Problem to solve: Beginning with the line that contains "TARGET = blurred spectator", retype the entries below exactly, ending with the line that contains "TARGET = sleeve cuff". Leave out any pictures.
----
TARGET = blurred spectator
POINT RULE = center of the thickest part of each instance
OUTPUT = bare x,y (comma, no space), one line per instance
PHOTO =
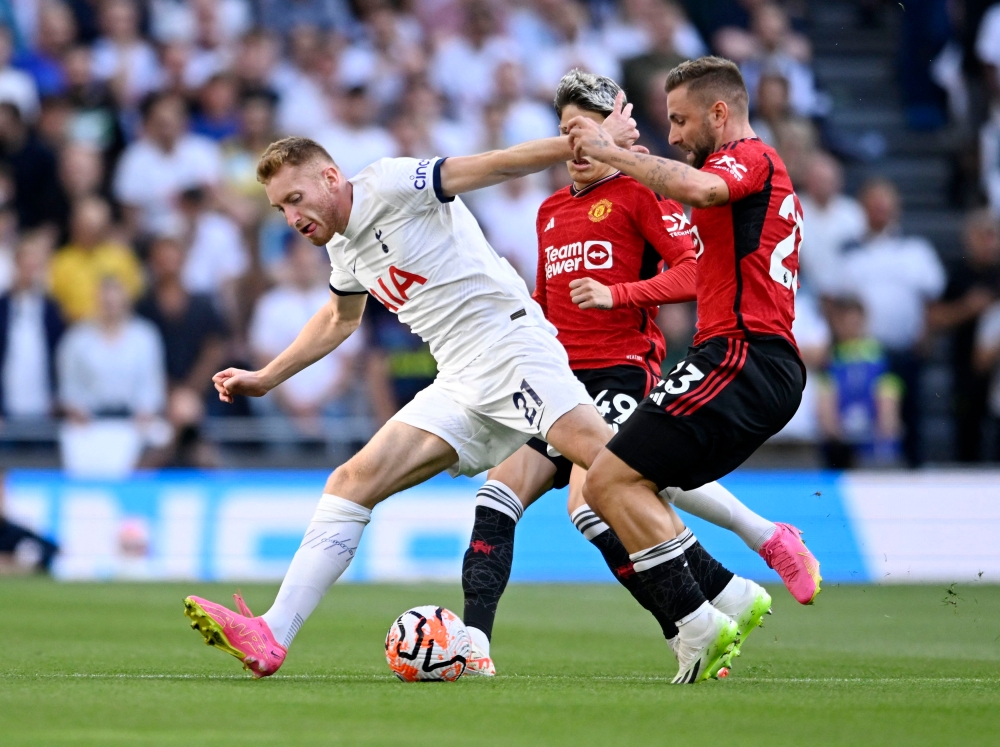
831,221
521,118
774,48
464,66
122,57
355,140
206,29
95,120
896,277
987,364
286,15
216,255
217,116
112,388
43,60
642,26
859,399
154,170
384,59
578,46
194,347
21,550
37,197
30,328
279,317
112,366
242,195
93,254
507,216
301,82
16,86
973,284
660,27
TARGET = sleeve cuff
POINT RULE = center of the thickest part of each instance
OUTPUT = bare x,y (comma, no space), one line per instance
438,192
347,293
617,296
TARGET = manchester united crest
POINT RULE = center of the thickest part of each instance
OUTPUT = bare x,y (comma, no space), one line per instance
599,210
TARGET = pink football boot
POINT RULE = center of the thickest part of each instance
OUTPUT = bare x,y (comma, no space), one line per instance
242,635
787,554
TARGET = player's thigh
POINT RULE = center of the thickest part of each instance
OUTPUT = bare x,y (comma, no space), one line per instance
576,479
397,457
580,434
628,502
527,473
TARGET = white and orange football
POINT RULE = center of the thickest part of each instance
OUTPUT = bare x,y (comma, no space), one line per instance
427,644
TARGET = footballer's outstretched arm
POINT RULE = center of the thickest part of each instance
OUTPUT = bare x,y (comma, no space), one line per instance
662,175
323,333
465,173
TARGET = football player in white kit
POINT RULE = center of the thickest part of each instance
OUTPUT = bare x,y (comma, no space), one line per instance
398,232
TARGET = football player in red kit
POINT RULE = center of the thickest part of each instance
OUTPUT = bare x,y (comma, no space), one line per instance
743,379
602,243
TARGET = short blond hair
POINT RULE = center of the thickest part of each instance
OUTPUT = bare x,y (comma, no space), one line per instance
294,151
----
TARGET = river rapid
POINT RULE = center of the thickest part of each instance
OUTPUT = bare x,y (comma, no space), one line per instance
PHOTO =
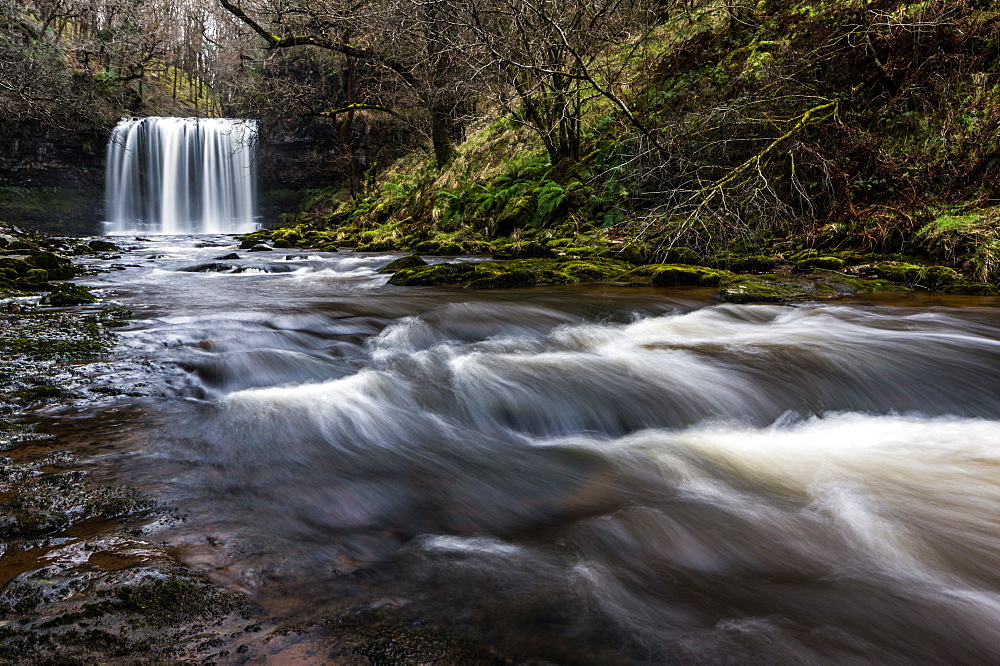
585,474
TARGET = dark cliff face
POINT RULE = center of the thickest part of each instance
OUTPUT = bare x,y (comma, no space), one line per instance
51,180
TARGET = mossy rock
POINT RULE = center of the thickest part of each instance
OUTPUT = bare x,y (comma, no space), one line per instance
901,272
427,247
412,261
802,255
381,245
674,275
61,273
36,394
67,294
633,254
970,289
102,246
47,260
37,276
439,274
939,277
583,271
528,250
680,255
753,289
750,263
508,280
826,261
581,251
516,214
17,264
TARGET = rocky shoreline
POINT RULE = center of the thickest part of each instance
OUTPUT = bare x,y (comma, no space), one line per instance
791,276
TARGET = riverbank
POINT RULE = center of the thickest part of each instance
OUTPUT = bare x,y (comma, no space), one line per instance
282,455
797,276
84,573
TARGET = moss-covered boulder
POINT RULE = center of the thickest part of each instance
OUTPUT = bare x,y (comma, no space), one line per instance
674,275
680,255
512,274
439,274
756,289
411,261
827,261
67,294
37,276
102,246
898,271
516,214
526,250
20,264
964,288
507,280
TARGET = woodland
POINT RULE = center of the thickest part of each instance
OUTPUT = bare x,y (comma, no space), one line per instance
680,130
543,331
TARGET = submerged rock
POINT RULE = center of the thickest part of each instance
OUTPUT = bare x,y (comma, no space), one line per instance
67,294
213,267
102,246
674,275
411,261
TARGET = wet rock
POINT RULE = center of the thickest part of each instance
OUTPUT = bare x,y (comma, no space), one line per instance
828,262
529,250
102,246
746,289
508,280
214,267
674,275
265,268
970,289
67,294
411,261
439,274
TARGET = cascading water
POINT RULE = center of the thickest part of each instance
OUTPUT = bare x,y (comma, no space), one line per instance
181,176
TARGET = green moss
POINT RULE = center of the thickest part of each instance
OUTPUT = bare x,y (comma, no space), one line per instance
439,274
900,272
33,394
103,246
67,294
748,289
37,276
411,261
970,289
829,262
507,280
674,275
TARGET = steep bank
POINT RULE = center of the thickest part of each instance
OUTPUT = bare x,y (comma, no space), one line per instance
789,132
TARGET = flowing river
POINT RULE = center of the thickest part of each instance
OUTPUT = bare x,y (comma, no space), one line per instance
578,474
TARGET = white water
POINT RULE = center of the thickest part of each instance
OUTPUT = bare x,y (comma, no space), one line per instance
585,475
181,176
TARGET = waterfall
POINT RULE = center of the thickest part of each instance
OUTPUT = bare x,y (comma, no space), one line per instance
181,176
----
Solution:
TARGET = blurred spectator
POINT RULE = center of the thickest part of each instance
OUTPUT = bare x,y (comma, no space), one line per instance
PHOTO =
831,221
521,118
774,48
464,66
122,57
355,140
206,29
95,120
896,277
987,364
286,15
216,255
217,116
112,388
43,60
642,26
859,399
154,170
384,59
578,46
194,347
21,550
37,197
30,328
279,317
112,366
242,195
93,254
507,216
301,82
16,86
973,284
660,27
TARGET = sleeve cuff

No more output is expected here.